(Data excerpts)
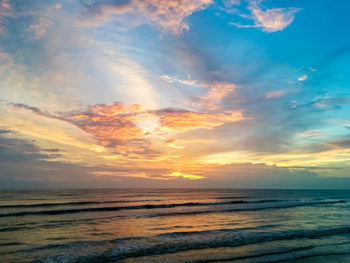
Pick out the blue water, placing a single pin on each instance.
(175, 226)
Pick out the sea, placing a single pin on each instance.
(175, 225)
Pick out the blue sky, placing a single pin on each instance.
(203, 93)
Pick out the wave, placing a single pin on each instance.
(117, 249)
(242, 209)
(134, 207)
(72, 203)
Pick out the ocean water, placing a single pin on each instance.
(175, 226)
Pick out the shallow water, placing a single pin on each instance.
(175, 226)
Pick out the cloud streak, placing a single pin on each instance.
(169, 16)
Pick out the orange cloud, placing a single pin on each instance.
(274, 94)
(177, 120)
(109, 122)
(186, 176)
(167, 15)
(310, 134)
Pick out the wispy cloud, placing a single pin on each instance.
(5, 11)
(41, 27)
(273, 20)
(275, 94)
(303, 78)
(166, 15)
(269, 20)
(310, 134)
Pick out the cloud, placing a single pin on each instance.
(180, 120)
(230, 3)
(303, 78)
(217, 90)
(331, 102)
(310, 134)
(5, 11)
(345, 143)
(275, 94)
(108, 123)
(186, 176)
(42, 26)
(167, 15)
(270, 20)
(273, 20)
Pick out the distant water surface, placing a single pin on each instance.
(175, 226)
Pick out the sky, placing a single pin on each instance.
(174, 93)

**Problem to solve**
Pictures are to be left out; the records above must be repeated word for word.

**Solution to this problem**
Pick out the blue water, placing a single pin on each instance.
(175, 226)
Pick out the sea, placing a single pin on each instance.
(175, 225)
Pick out the blue sky, placing a single pin on each instance.
(203, 93)
Pick out the wave, placing a single pin on each instance.
(117, 249)
(242, 209)
(134, 207)
(72, 203)
Pick out the ocean water, placing a single pin on each instance.
(175, 226)
Pick out the shallow water, placing a single pin on each instance.
(175, 226)
Pick out the cloud streak, placing a single pin on each instance.
(169, 16)
Pick out the orange cloud, placing a single pin on each instance.
(274, 94)
(177, 120)
(109, 122)
(186, 176)
(167, 15)
(310, 134)
Pick out the wispy cloud, placing a single pin on each instance.
(5, 11)
(41, 27)
(273, 20)
(275, 94)
(303, 78)
(166, 15)
(269, 20)
(310, 134)
Pick out the cloud, placing a single pin on each instance.
(180, 120)
(230, 3)
(303, 78)
(217, 90)
(331, 102)
(310, 134)
(5, 11)
(345, 143)
(275, 94)
(108, 123)
(186, 176)
(42, 26)
(167, 15)
(270, 20)
(273, 20)
Pick out the distant water surface, placing a single pin on each instance.
(175, 226)
Pick out the sky, placing a single pin on each instance.
(174, 93)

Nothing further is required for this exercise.